WHAT TO WORK ON → Take the line that contains "Target: woman's brown hair" and each line after it in the material below, and transcribe them exactly, stopping at the end.

DATASET RECORDS →
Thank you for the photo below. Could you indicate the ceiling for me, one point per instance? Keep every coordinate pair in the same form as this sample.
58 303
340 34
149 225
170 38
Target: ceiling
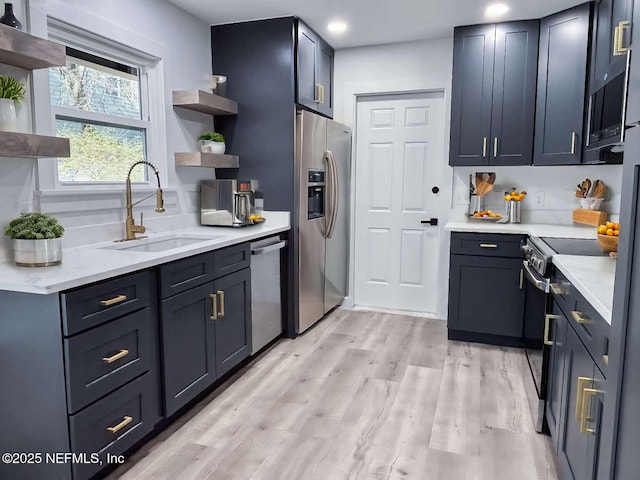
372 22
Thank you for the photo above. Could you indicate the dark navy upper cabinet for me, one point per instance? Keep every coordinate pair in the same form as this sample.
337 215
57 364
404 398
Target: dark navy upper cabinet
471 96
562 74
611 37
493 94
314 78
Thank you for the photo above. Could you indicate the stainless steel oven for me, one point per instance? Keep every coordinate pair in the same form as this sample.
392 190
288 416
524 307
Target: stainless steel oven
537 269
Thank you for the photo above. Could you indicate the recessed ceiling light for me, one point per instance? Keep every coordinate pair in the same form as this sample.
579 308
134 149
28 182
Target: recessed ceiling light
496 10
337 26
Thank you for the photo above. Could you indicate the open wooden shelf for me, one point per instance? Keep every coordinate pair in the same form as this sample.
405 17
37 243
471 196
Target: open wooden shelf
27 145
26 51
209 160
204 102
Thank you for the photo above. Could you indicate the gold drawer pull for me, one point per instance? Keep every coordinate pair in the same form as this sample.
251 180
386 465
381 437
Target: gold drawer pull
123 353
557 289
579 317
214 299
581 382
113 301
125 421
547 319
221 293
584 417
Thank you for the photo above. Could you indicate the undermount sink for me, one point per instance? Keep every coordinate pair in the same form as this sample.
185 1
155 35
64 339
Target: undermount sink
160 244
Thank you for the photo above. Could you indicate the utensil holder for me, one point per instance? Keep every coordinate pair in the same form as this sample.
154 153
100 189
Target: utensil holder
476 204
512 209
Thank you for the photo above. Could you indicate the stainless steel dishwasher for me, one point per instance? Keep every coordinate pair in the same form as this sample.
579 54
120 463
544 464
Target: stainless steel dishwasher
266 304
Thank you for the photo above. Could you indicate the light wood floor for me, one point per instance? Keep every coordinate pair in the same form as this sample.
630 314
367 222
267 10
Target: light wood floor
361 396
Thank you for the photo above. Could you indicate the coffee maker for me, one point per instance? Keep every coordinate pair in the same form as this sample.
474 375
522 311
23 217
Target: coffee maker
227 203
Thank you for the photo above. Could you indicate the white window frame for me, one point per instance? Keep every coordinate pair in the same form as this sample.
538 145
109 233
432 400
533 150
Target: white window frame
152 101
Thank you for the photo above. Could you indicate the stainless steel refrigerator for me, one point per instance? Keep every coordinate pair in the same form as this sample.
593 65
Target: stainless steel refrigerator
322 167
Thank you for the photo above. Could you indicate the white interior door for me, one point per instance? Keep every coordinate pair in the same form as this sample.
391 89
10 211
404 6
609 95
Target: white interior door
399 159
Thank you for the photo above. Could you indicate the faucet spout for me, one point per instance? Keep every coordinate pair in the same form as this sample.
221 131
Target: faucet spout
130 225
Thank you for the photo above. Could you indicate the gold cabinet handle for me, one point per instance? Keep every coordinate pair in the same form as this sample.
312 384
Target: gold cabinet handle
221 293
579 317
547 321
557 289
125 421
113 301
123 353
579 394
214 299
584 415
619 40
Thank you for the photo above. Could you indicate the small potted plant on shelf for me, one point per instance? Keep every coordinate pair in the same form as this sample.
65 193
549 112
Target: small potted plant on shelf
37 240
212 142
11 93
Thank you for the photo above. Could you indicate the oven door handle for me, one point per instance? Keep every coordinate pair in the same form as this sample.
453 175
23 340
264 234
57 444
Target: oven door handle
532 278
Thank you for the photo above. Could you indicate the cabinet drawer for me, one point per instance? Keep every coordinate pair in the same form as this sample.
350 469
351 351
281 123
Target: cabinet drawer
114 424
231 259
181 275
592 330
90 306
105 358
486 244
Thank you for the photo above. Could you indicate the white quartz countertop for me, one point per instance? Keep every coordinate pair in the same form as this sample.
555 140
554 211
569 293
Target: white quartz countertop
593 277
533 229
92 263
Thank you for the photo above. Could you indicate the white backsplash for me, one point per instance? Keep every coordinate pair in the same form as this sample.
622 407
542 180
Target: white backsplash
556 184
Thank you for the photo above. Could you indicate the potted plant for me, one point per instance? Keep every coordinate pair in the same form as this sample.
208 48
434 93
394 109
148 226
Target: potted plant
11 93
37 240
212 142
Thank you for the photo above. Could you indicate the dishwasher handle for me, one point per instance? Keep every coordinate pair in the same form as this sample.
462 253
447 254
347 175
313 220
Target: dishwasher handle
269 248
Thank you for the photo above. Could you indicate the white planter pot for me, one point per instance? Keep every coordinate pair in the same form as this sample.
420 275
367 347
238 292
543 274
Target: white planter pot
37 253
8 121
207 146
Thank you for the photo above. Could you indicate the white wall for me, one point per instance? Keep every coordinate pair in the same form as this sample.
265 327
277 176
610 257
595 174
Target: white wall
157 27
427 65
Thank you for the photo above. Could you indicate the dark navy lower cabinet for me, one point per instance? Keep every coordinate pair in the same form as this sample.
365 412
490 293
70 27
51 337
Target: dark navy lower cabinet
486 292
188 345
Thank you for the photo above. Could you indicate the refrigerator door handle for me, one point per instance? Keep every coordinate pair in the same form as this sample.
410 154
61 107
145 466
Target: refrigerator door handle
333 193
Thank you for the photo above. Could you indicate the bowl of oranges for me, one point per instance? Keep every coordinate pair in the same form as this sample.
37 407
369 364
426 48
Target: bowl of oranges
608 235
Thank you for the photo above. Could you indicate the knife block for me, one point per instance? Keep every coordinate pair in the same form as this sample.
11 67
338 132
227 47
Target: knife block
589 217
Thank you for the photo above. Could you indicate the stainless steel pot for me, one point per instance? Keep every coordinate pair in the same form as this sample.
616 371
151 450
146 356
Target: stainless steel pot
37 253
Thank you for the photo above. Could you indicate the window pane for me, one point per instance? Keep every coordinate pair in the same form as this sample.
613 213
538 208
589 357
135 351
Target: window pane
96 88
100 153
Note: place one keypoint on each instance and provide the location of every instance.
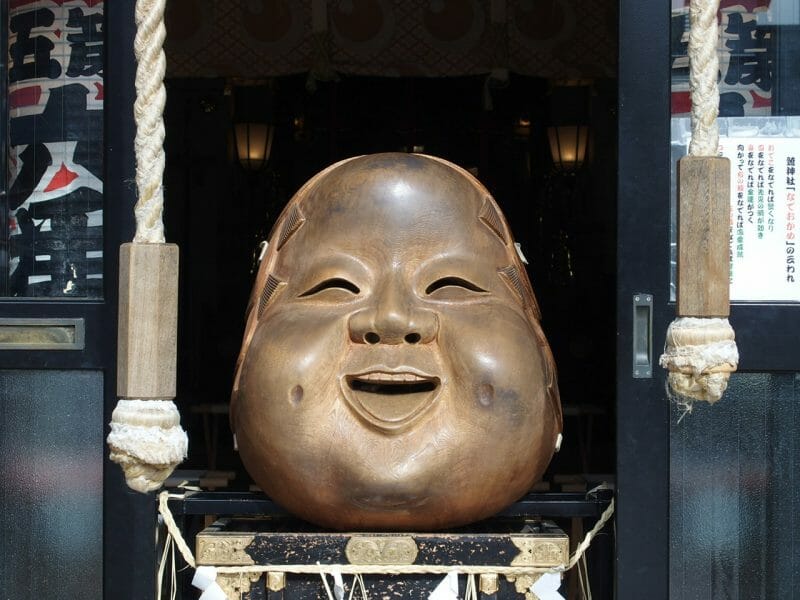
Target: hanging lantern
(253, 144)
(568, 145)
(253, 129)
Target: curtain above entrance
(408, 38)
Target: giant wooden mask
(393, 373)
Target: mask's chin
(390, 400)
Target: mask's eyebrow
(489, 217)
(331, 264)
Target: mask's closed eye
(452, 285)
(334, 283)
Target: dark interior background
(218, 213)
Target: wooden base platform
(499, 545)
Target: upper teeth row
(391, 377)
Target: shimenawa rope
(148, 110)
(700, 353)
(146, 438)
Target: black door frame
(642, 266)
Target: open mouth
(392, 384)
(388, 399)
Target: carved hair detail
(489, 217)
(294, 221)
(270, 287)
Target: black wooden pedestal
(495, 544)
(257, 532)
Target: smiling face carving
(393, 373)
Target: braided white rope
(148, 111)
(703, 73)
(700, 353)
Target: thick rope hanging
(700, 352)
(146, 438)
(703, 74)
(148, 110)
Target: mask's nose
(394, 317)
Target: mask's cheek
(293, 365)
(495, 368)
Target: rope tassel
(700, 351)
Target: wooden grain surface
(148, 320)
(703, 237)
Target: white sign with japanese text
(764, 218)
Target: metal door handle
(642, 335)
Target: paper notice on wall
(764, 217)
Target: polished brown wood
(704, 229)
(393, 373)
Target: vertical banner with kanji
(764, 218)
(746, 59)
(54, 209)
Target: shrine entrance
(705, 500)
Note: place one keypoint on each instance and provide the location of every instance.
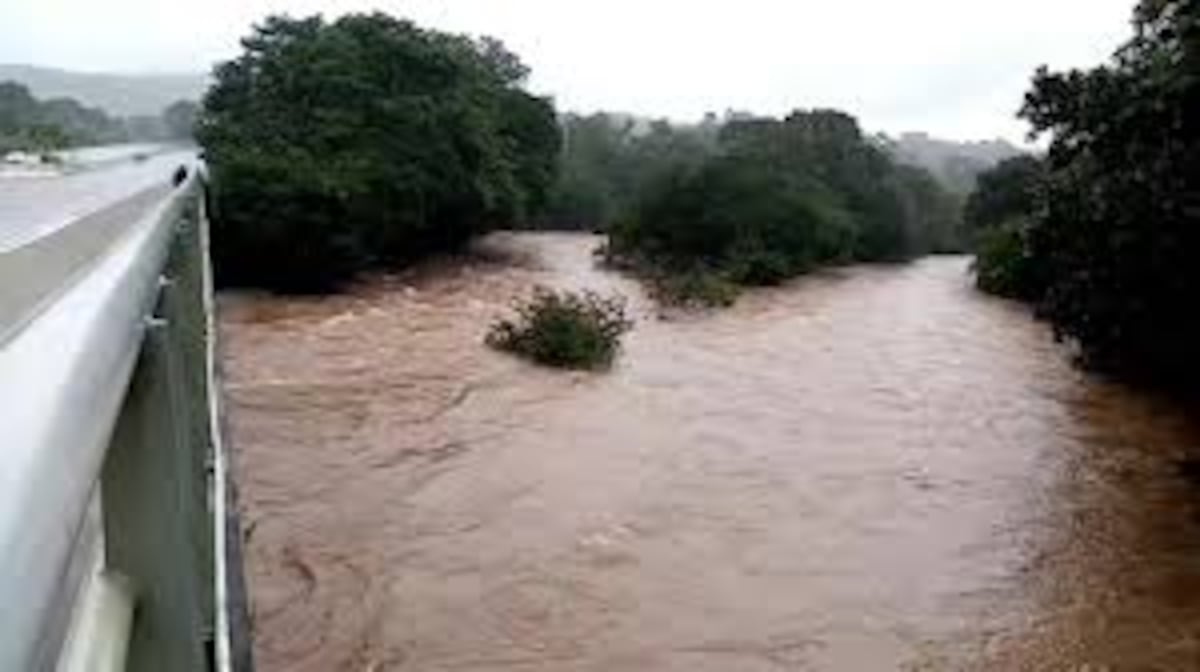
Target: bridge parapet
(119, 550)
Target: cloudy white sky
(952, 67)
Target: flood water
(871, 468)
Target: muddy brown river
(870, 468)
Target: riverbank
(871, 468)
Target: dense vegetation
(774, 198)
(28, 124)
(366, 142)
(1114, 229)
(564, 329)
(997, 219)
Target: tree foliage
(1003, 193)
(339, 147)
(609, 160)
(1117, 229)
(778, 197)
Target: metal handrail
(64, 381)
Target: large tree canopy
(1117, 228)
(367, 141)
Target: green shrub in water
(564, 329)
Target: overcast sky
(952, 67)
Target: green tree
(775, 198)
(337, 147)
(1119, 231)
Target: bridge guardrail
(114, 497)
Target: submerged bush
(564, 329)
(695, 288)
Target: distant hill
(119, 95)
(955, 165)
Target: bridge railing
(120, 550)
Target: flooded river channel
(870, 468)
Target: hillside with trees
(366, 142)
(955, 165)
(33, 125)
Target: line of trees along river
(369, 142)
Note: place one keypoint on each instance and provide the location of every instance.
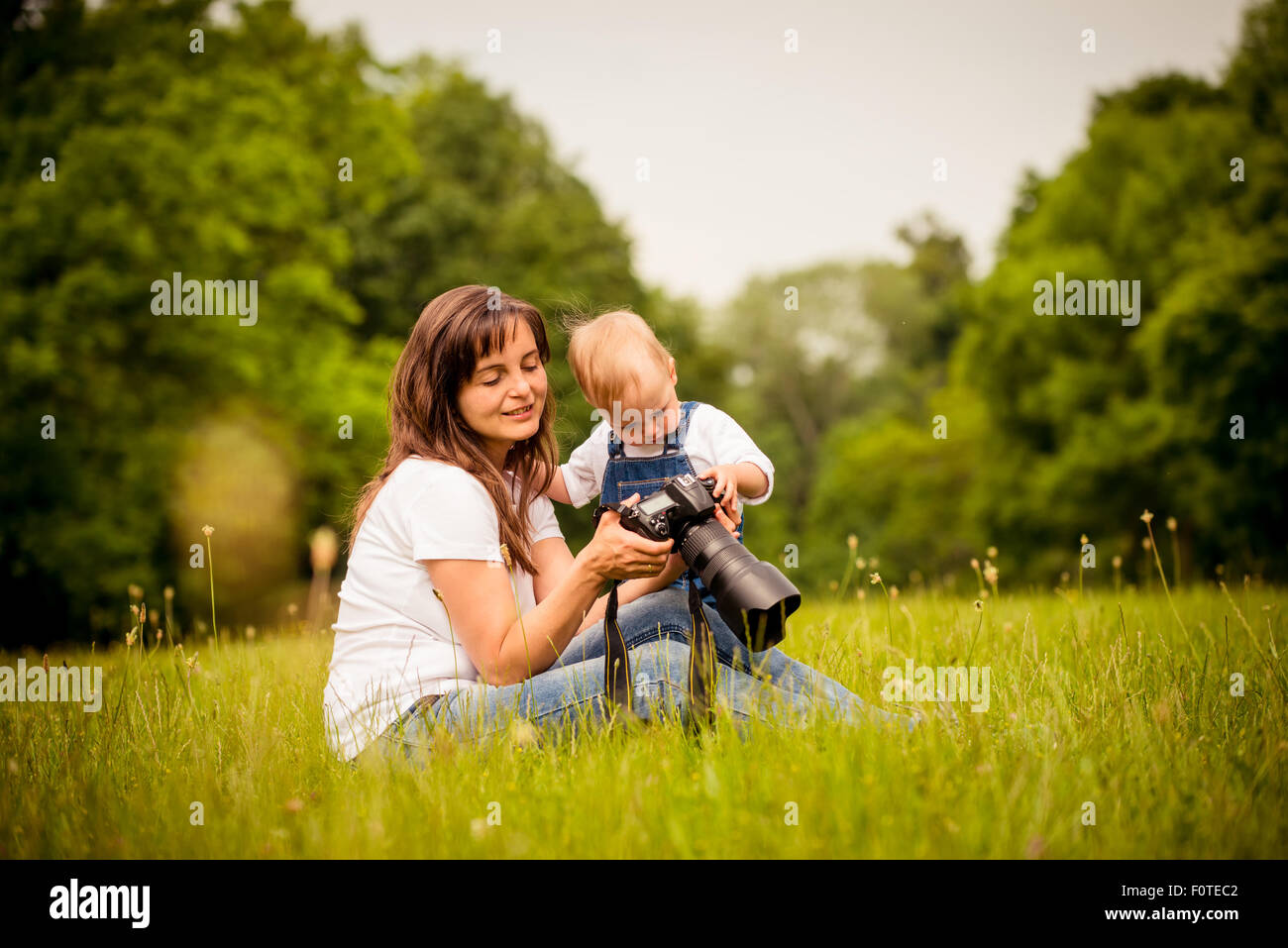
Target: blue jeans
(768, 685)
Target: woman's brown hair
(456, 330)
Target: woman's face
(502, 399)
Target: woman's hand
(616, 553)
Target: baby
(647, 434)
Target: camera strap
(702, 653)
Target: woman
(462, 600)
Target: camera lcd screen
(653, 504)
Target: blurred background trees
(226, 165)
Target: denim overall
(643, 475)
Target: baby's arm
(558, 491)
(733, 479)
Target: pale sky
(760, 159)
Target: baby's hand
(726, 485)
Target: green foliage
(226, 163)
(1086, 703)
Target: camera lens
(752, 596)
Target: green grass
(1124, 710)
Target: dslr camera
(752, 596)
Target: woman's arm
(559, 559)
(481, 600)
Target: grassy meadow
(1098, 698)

COMPLETED EXERCISE →
Target: woman's brown hair
(456, 330)
Target: woman's face
(502, 399)
Target: woman's hand
(616, 553)
Target: baby
(647, 434)
Target: camera strap
(702, 653)
Target: woman
(462, 600)
Target: camera lcd screen
(653, 504)
Target: blurred background trees
(226, 165)
Target: denim overall
(643, 475)
Target: baby's arm
(558, 491)
(733, 479)
Target: pale sky
(760, 159)
Target: baby's hand
(726, 485)
Target: green foliage
(226, 163)
(1086, 703)
Target: camera lens
(752, 596)
Target: green grass
(1124, 710)
Target: dslr camera
(752, 596)
Target: woman's arm
(559, 559)
(481, 600)
Target: grassy meadow
(1098, 698)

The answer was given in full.